[Source extract]
First it is now most frequently in the political realm that we wear our worst sides and do the damage that is being done. Most people whose political behavior and beliefs conflict with my own are simply reacting to something personal that is finding expression, not in relationship where it belongs, but in politics. At the personal level or relationship level, the rage I feel against the other’s opposing views frequently shifts to a form of empathy when I find understanding. Empathy and agreement are two different things, but if you want to prevent either war on the large social scale or conflict at the interpersonal scale, empathy is where it begins. Parading out adjectives like evil and all of its related adjectives comprise the first stage of toxicity at the political level of conversation. The first thing I remember is, come what may, we operate from the individual level first, the interpersonal, second, and the political finally is third. Only starting from the individual personal level do empathy and mediation become possible, but you can’t stop at the individual level. Seeking empathy and understanding in the third political stage of relationship, prior to the developing the individual and community understanding is too often a fools errand. So stop when anger surges up and have the all important “three cups of tea” with your adversary at the level your grandparents may have called hospitality. True hospitality is an antidote to the political gangrene arising from ineffectual, groundless, angry conversations.

Saved entries:
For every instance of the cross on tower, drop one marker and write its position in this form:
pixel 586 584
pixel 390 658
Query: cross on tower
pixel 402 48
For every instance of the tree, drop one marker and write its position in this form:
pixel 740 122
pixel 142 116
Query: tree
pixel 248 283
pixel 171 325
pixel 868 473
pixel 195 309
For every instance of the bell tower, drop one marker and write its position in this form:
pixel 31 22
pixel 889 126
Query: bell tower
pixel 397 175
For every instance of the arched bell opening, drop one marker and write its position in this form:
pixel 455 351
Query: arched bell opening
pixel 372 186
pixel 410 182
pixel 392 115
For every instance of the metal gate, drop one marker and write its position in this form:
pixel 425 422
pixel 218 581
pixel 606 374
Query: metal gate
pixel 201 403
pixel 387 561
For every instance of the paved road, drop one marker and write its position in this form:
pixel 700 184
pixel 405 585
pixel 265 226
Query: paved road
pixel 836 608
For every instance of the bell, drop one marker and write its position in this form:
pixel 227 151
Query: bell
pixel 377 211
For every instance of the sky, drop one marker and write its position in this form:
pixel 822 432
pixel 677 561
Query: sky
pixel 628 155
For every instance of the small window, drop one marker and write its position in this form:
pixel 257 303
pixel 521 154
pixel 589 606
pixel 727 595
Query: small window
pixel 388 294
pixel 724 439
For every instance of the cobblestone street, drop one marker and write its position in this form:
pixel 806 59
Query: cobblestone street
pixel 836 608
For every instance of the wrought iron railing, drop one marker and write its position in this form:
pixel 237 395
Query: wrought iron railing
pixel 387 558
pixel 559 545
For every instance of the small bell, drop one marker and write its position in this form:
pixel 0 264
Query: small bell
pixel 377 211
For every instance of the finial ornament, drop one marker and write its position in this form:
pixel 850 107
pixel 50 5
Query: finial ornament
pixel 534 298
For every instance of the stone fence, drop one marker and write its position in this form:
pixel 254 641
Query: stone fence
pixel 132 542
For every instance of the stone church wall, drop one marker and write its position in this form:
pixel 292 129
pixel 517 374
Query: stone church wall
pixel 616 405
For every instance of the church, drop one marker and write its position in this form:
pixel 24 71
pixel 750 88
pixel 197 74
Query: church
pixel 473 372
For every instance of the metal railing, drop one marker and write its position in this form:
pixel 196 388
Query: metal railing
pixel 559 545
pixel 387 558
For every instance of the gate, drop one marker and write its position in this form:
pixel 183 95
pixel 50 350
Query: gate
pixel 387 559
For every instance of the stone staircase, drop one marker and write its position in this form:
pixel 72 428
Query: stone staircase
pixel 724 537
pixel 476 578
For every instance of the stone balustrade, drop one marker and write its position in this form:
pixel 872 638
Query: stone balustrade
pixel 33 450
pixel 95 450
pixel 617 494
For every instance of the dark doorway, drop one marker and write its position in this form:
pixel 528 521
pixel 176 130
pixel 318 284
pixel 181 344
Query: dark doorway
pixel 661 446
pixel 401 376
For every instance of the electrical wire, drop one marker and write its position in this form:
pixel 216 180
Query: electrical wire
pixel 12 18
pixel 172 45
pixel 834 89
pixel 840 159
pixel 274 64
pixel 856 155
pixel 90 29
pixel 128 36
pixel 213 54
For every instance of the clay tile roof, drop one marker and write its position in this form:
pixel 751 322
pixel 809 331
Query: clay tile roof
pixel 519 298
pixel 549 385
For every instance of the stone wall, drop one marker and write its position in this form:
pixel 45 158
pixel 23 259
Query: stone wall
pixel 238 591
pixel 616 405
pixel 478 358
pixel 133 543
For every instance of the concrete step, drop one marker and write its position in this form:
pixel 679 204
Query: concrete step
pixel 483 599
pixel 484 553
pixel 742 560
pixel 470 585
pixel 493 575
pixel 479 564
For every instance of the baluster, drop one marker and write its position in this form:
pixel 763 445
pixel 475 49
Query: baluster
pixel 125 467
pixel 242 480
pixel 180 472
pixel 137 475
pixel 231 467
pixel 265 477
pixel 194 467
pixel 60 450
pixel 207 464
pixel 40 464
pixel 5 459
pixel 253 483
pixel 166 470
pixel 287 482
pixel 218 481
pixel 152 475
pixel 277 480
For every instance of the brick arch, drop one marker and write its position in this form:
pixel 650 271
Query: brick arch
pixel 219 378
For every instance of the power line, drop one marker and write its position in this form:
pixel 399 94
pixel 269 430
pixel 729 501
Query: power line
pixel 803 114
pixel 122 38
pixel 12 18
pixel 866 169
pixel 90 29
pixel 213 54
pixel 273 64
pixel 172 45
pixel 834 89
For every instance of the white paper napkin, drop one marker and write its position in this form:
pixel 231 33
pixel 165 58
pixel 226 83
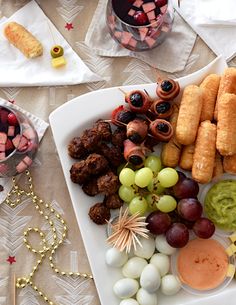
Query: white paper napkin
pixel 221 39
pixel 40 126
pixel 216 12
pixel 17 70
pixel 171 56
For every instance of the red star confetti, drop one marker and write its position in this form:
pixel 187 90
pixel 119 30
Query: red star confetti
pixel 11 260
pixel 69 26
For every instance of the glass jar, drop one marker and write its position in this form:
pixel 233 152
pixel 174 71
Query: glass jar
pixel 122 25
pixel 18 141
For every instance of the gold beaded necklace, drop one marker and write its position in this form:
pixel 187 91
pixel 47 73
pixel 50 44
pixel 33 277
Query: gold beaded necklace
pixel 14 198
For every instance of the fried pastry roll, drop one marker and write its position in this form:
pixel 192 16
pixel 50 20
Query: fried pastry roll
pixel 229 164
pixel 189 115
pixel 23 40
pixel 210 86
pixel 204 154
pixel 226 125
pixel 227 85
pixel 218 167
pixel 171 151
pixel 186 159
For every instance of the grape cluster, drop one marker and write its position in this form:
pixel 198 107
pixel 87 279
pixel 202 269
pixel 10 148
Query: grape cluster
pixel 169 197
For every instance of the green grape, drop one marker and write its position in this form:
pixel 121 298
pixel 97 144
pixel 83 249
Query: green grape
pixel 154 163
pixel 127 176
pixel 152 200
pixel 138 205
pixel 168 177
pixel 166 204
pixel 126 193
pixel 143 177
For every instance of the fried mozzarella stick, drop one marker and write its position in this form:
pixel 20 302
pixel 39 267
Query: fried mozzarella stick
pixel 186 159
pixel 23 40
pixel 171 151
pixel 227 85
pixel 210 86
pixel 226 125
pixel 189 115
pixel 229 164
pixel 204 154
pixel 218 167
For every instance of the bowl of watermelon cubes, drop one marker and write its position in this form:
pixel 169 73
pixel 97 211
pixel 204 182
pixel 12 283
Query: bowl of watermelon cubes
pixel 18 141
pixel 139 25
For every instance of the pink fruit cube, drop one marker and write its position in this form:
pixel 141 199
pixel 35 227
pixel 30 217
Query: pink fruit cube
pixel 131 12
pixel 2 155
pixel 149 6
pixel 11 131
pixel 143 33
pixel 125 38
pixel 150 41
pixel 151 15
pixel 21 167
pixel 3 138
pixel 27 160
pixel 138 3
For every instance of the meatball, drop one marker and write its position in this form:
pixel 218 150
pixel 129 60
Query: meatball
pixel 76 149
pixel 96 164
pixel 99 213
pixel 113 201
pixel 118 137
pixel 90 188
pixel 104 129
pixel 79 172
pixel 108 183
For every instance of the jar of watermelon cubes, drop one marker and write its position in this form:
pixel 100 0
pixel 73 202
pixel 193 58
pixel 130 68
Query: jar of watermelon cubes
pixel 139 25
pixel 18 141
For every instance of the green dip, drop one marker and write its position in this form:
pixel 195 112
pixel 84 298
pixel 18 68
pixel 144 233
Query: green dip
pixel 220 204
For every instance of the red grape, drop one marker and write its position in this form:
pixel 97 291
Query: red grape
pixel 204 228
pixel 186 188
pixel 190 209
pixel 158 222
pixel 177 235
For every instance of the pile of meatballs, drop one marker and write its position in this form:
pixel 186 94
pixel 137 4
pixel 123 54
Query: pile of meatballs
pixel 99 151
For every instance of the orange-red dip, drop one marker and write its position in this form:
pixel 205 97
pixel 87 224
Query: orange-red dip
pixel 202 264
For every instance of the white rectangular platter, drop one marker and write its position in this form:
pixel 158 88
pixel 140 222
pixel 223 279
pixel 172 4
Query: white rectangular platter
pixel 69 121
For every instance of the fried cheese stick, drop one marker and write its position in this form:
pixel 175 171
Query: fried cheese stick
pixel 210 86
pixel 171 151
pixel 23 40
pixel 189 115
pixel 227 85
pixel 204 154
pixel 226 125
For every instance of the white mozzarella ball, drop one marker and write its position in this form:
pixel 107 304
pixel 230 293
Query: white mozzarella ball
pixel 161 262
pixel 147 249
pixel 125 288
pixel 129 302
pixel 134 267
pixel 115 258
pixel 146 298
pixel 150 278
pixel 163 246
pixel 170 284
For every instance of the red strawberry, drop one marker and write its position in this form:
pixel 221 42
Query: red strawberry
pixel 12 120
pixel 140 18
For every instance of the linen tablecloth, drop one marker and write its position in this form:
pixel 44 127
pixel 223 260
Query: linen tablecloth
pixel 72 19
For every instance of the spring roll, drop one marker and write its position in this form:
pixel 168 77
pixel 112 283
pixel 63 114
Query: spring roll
pixel 189 115
pixel 226 125
pixel 227 85
pixel 171 151
pixel 186 159
pixel 204 154
pixel 210 86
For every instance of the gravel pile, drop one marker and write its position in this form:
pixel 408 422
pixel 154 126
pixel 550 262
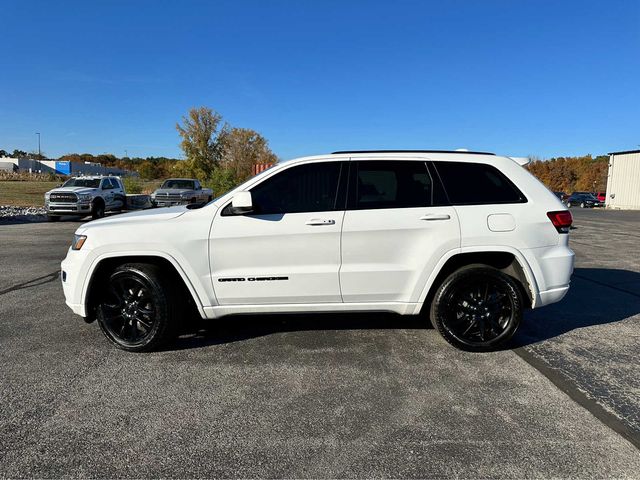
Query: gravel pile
pixel 10 212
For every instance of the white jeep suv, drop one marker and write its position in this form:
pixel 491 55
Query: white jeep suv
pixel 468 239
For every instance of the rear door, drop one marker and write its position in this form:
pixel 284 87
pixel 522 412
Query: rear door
pixel 396 228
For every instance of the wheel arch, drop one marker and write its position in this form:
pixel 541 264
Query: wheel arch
pixel 107 263
pixel 508 261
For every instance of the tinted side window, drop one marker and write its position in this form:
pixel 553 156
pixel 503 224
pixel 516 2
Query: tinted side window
pixel 306 188
pixel 477 183
pixel 393 184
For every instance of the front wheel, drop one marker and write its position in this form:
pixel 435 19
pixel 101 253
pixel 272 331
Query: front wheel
pixel 136 312
pixel 477 308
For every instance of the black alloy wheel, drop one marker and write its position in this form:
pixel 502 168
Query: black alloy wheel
pixel 477 308
pixel 135 312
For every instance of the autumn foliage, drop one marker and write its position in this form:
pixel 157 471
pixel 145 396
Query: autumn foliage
pixel 570 174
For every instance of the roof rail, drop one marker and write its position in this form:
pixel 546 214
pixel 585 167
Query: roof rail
pixel 411 151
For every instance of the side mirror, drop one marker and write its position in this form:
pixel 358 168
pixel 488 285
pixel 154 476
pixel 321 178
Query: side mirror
pixel 241 203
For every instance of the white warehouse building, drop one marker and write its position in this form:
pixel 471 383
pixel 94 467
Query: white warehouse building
pixel 623 180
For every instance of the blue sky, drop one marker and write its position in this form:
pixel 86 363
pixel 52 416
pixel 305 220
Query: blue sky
pixel 543 78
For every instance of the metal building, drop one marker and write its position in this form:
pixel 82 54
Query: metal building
pixel 623 180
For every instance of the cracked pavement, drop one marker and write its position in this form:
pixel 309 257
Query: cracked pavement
pixel 323 395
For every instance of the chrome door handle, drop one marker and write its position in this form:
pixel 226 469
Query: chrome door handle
pixel 320 221
pixel 435 216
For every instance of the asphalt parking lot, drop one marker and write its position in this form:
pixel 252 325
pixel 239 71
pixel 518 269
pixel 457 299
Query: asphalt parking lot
pixel 324 396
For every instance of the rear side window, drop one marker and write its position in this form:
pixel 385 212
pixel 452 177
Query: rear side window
pixel 306 188
pixel 477 184
pixel 394 184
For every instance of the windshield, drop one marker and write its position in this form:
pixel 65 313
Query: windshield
pixel 182 184
pixel 82 182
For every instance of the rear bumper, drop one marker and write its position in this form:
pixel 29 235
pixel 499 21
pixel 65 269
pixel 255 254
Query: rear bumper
pixel 552 296
pixel 552 268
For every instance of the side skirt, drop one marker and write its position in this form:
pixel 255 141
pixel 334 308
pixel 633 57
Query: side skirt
pixel 394 307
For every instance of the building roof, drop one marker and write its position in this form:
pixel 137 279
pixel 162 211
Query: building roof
pixel 622 153
pixel 411 151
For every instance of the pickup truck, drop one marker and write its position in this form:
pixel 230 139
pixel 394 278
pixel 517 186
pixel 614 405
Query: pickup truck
pixel 83 196
pixel 181 191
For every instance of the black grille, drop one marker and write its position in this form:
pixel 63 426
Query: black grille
pixel 168 197
pixel 63 197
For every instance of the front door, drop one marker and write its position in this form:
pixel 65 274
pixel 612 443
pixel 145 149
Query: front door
pixel 288 249
pixel 396 228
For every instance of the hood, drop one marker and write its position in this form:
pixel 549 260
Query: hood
pixel 143 216
pixel 73 189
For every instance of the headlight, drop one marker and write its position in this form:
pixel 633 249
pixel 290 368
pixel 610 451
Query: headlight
pixel 78 241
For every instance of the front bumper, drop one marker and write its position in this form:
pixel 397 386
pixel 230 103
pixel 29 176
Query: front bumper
pixel 72 277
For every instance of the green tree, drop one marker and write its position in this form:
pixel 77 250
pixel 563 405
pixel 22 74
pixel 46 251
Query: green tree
pixel 242 148
pixel 200 131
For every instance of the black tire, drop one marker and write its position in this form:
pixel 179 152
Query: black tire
pixel 97 209
pixel 137 310
pixel 477 308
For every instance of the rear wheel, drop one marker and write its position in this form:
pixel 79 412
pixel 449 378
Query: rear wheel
pixel 136 313
pixel 477 308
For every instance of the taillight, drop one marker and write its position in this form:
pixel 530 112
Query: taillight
pixel 562 220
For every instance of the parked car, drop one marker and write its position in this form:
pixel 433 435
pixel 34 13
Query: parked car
pixel 450 236
pixel 562 196
pixel 583 200
pixel 83 196
pixel 180 191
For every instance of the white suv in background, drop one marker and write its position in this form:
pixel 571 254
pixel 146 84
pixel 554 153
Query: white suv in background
pixel 467 239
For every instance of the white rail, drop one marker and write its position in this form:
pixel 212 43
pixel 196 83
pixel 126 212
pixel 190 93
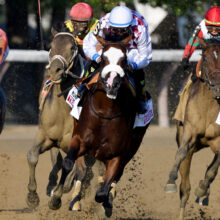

[Exercises]
(a) In the passage on empathy and politics, what is called an antidote to the political gangrene that comes from angry conversations?
(b) Carry on the passage on empathy and politics, starting after its final sentence.
None of the rows are needed here.

[Answers given]
(a) True hospitality.

(b)
Second I recommend sequence is important. Our neurology is sequence dependent for certain physically based executive functions utilized for the due diligence prior to decision. We cannot control or bypass those sequences at the neurological level. One exception is the reaction process that does bypass conscious sequences without our conscious permission in matters of life, death, or high performance. The rest is up to us, our constructed intentionality, and our decisions in this society. Your individual experience interacts with your community, but if your individual experience breaks down, while your community can support you, it can not replace your personal process. If one maintains personal health and stability, that strength can sustain you in a community crisis or conflict, but individual strength is no substitute in the longer run for strong stable community support around you. Strong and stable personal and community relationships lay the proper groundwork for third level of political conversations that can work. Absent the strong personal and community foundations, political conversations tend to sink to fear and anxiety drawn not so much from the content of the conversations but from the fundamental insecurity of participant’s personal experience. Fear and anxiety with no efficacy or resolution turn toxic in the physical human body, in society and as we can see now so clearly, in politics. In our time engaging in political conversations with strangers requires preparation or even facilitation. How much and what kind of facilitation depends of the basic quotient of personal and community health of the participants.

So the reminders of this posting for avoiding avoiding encounters that lead to or exacerbate political toxicity and gangrene are:

  1. First, prior to engagement, do your personal check on what you truly sense is good and right in this world . (Pause I);
  2. Then recall who comprises your community; what are their needs and what is the impact of your future words on them? Remember, community is more than a circle of friends, particularly if you subscribe to a religion that has instructions regarding love, kindness and respect. (Pause II)
  3. In your democracy, what are “the rules of law” structures that your government has implemented that might be effected by the outcome of this decision? (Pause III)
  4. If you are in service, how do the first three sequential pauses work or not work for you and the the person you are serving.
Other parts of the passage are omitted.